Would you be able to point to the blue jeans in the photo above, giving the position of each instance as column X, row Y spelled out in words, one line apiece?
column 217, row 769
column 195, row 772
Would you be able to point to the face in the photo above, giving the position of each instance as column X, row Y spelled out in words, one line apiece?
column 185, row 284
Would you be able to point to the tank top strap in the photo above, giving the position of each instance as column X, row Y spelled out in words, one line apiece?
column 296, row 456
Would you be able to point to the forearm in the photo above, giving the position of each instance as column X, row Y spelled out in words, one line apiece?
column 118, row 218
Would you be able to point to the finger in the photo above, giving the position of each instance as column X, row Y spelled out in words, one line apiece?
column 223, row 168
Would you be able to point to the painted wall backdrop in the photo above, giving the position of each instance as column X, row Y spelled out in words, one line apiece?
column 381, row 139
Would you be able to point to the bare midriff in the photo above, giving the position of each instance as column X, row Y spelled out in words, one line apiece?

* **Set problem**
Write out all the lines again, exactly as they are.

* **Answer to the exercise**
Would you be able to point to the blue jeans in the photo above, giving the position of each instance as column X, row Y spelled out in words, one line apiece?
column 217, row 769
column 195, row 772
Would you be able to point to the face in the photo above, giving the position of each instance as column X, row Y spelled out in words, one line apiece?
column 185, row 284
Would you be able to point to the tank top strap in the photo above, giving the position of each instance as column X, row Y spelled out in words, one line apiece?
column 296, row 456
Would you be able to point to the forearm in the photo above, giving the position of each instance as column X, row Y spelled out in words, one line apiece?
column 118, row 218
Would you be able to point to the finger in the photo above, giving the position of each instance as column X, row Y spelled out in words, one line apiece?
column 223, row 168
Would you be able to point to the painted wall backdrop in the photo above, giving the position of each instance as column X, row Y spelled out in words, one line apiece?
column 381, row 139
Would you be able to point to the bare midriff in the photo above, giving the position of each instance as column X, row Y spelled out in words, one line apiece?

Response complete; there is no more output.